-- Begin Supplied material --
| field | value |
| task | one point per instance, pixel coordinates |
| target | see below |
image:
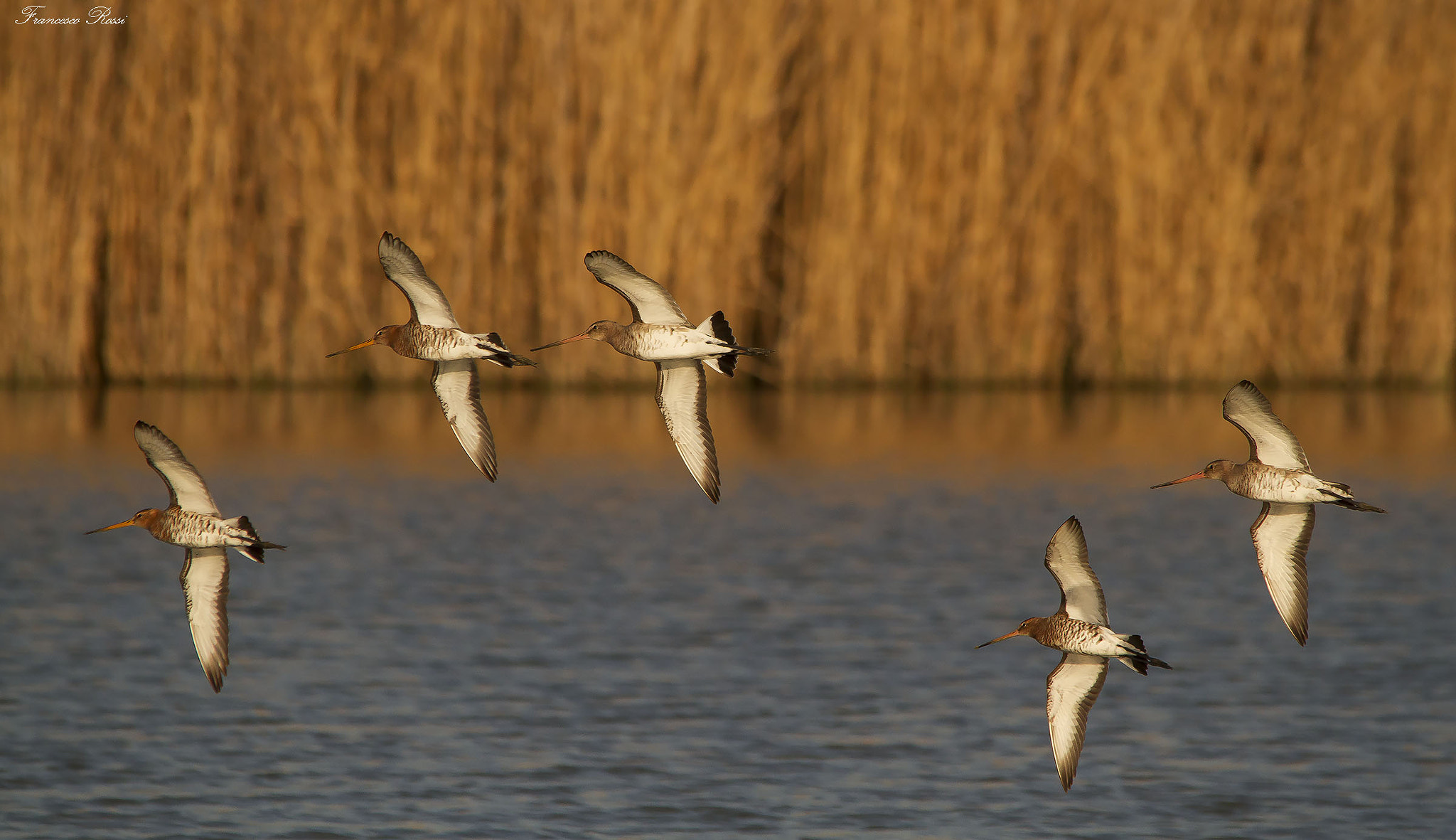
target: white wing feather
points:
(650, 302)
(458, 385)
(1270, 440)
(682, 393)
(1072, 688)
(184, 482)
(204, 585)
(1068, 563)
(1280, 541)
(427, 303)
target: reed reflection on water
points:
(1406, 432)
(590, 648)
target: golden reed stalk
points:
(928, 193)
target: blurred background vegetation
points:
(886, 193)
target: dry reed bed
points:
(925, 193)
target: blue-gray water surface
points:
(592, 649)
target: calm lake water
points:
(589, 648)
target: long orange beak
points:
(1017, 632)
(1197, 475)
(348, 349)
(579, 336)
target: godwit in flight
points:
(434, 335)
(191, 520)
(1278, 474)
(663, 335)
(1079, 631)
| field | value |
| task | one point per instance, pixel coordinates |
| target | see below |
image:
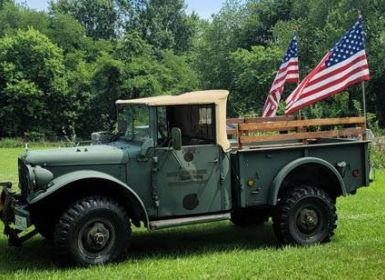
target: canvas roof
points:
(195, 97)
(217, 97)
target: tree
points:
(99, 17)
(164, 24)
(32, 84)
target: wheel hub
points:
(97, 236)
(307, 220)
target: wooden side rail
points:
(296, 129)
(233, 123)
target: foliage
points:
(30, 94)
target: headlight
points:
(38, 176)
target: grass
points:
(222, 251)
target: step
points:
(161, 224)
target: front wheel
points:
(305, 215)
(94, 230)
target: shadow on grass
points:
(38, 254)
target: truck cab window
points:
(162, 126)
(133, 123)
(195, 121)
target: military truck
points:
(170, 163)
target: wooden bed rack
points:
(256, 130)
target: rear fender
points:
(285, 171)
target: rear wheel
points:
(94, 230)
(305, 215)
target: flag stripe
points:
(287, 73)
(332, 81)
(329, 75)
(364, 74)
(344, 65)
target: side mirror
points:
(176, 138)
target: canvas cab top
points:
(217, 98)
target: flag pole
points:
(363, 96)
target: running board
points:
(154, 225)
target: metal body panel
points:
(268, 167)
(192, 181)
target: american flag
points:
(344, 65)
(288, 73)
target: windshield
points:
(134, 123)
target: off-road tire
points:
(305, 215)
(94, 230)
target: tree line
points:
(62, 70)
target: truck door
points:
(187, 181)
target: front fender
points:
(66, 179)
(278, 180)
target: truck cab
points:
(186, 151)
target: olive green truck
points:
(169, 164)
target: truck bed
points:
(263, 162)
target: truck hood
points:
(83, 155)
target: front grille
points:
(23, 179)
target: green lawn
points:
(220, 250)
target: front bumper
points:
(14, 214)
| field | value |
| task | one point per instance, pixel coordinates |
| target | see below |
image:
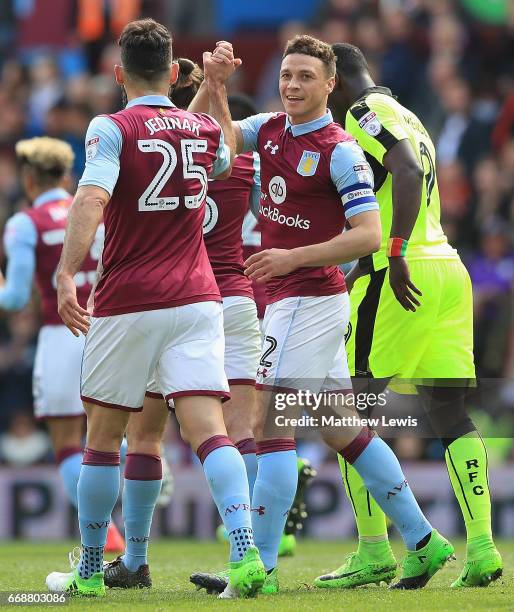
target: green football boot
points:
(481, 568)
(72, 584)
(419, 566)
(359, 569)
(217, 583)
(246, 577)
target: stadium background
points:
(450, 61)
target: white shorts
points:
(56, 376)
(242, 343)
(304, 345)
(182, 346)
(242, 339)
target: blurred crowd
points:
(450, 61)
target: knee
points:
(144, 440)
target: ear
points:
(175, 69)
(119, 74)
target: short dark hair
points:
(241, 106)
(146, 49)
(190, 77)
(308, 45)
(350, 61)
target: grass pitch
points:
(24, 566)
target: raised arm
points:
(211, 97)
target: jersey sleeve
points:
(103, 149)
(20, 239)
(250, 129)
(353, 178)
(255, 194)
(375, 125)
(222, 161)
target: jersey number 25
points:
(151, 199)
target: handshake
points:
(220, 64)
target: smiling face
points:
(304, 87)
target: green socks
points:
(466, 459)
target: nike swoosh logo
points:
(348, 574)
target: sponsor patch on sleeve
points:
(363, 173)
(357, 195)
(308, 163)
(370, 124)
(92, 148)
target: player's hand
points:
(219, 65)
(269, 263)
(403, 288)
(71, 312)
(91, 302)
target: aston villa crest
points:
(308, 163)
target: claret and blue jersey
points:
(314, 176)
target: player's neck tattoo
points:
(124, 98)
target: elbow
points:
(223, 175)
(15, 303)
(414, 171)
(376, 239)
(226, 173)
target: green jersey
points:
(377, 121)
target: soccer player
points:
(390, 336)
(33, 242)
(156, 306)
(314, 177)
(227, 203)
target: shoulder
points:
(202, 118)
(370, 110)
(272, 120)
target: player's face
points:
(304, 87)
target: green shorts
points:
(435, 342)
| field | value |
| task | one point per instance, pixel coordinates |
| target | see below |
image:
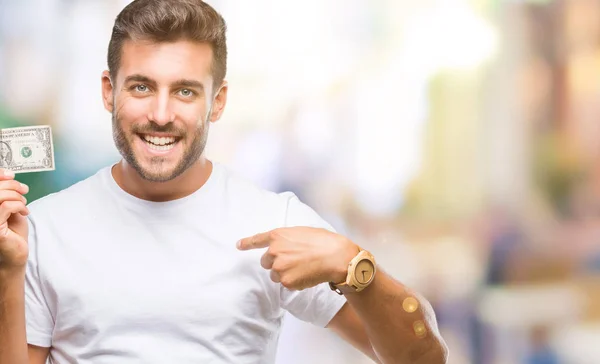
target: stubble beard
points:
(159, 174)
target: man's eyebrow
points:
-- End Supplied material --
◆ What you need to do
Every entry above is to be set down exactly; the pictures are to be left out.

◆ Output of the exercise
| field | value |
| task | one point per instance, pixel coordinates |
| target | see below |
image:
target: white wing feather
points:
(650, 302)
(458, 385)
(1270, 440)
(682, 393)
(1072, 688)
(184, 482)
(204, 585)
(1068, 563)
(1280, 541)
(427, 303)
target: reed reflection on water
points:
(1406, 432)
(590, 648)
target: golden reed stalk
points:
(928, 193)
target: blurred background vegetation
points:
(886, 193)
target: dry reed bed
points:
(925, 193)
target: blue-gray water surface
points:
(592, 649)
target: calm lake water
points:
(589, 648)
target: long orange beak
points:
(1017, 632)
(1197, 475)
(348, 349)
(579, 336)
target: godwit in flight
points:
(434, 335)
(191, 520)
(1278, 474)
(663, 335)
(1079, 631)
| field | value |
| task | one point per instance, pixel coordinates |
| target | see below |
image:
target: canvas roof
points:
(195, 97)
(217, 97)
target: tree
points:
(99, 17)
(164, 24)
(32, 84)
target: wheel hub
points:
(97, 236)
(307, 220)
target: wooden side rail
points:
(296, 129)
(233, 123)
target: foliage
points:
(30, 94)
target: headlight
points:
(38, 176)
target: grass
points:
(222, 251)
target: step
points:
(161, 224)
target: front wheel
points:
(305, 215)
(94, 230)
target: shadow on grass
points:
(38, 254)
target: truck cab window
points:
(162, 126)
(133, 123)
(195, 121)
target: military truck
points:
(170, 163)
target: wooden bed rack
points:
(256, 130)
target: rear fender
points:
(285, 171)
target: rear wheel
points:
(94, 230)
(305, 215)
target: flag stripe
points:
(287, 73)
(332, 81)
(329, 75)
(364, 74)
(344, 65)
target: side mirror
points:
(176, 138)
target: canvas cab top
points:
(217, 98)
target: flag pole
points:
(363, 96)
target: running board
points:
(154, 225)
target: metal body panel
points:
(268, 167)
(192, 181)
target: american flag
points:
(344, 65)
(288, 73)
target: windshield
points:
(134, 123)
target: off-road tire
points:
(305, 215)
(94, 230)
target: tree line
points:
(62, 70)
target: truck door
points:
(187, 181)
target: front fender
points:
(66, 179)
(278, 180)
target: truck cab
points:
(186, 151)
target: olive green truck
points:
(169, 164)
target: truck bed
points:
(263, 162)
target: truck hood
points:
(83, 155)
target: front grille
points:
(23, 179)
target: green lawn
points:
(220, 250)
target: front bumper
points:
(14, 214)
| field | value |
| task | one point per instance, pixel coordinates |
| target | see below |
image:
target: green football boot
points:
(481, 568)
(72, 584)
(419, 566)
(359, 569)
(217, 583)
(246, 577)
target: stadium background
points:
(450, 61)
target: white shorts
points:
(56, 376)
(242, 343)
(304, 345)
(182, 346)
(242, 339)
target: blurred crowd
points:
(450, 61)
target: knee
points:
(144, 440)
target: ear
points:
(175, 69)
(119, 74)
target: short dark hair
points:
(241, 106)
(146, 49)
(190, 77)
(308, 45)
(350, 61)
target: grass pitch
points:
(24, 566)
target: raised arm
points:
(211, 97)
target: jersey sleeve
points:
(103, 149)
(20, 239)
(250, 129)
(353, 178)
(255, 194)
(375, 125)
(222, 161)
target: jersey number 25
points:
(151, 199)
target: handshake
points:
(220, 64)
target: smiling face
points:
(304, 87)
target: green socks
points:
(466, 459)
target: nike swoosh logo
points:
(348, 574)
target: sponsor patch on sleeve
points:
(363, 173)
(357, 195)
(308, 163)
(370, 124)
(92, 148)
target: player's hand
points:
(219, 65)
(269, 263)
(403, 288)
(71, 312)
(91, 302)
target: aston villa crest
points:
(308, 163)
target: claret and blue jersey
points:
(314, 176)
target: player's neck tattoo
points:
(124, 98)
target: elbow
points:
(223, 175)
(15, 303)
(414, 171)
(376, 239)
(226, 173)
target: green jersey
points:
(377, 121)
target: soccer player
points:
(390, 336)
(33, 242)
(156, 306)
(314, 177)
(227, 203)
target: shoulder
points:
(202, 118)
(370, 110)
(272, 120)
target: player's face
points:
(304, 87)
target: green shorts
points:
(435, 342)
| field | value |
| task | one point per instance, pixel coordinates |
| target | see below |
image:
target: stubble beard
points:
(159, 174)
target: man's eyebrow
points:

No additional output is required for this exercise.